* PROBLEM TO SOLVE
Every line of the material must be set down again without alteration.

____ EXTRACTED MATERIAL

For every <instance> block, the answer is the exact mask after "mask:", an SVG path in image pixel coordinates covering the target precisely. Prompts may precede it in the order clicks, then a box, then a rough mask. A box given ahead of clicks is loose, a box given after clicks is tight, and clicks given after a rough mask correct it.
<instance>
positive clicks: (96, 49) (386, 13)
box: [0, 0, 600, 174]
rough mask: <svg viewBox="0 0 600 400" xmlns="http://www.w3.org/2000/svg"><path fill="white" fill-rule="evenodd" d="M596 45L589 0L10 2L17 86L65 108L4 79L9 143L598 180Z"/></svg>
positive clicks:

________

* RESPONSE TO THIS EXERCISE
For every <instance> block, the answer is the exact mask after "mask:", an SVG path in image pixel coordinates covering the target precisely. Prompts may precede it in the order clicks, then a box, then a rough mask. A box given ahead of clicks is loose, a box given after clicks is tight, and clicks given after a rough mask correct it.
<instance>
positive clicks: (96, 49) (386, 13)
box: [0, 0, 600, 174]
rough mask: <svg viewBox="0 0 600 400" xmlns="http://www.w3.org/2000/svg"><path fill="white" fill-rule="evenodd" d="M596 45L589 0L10 2L17 86L65 108L4 79L9 143L598 180Z"/></svg>
positive clicks:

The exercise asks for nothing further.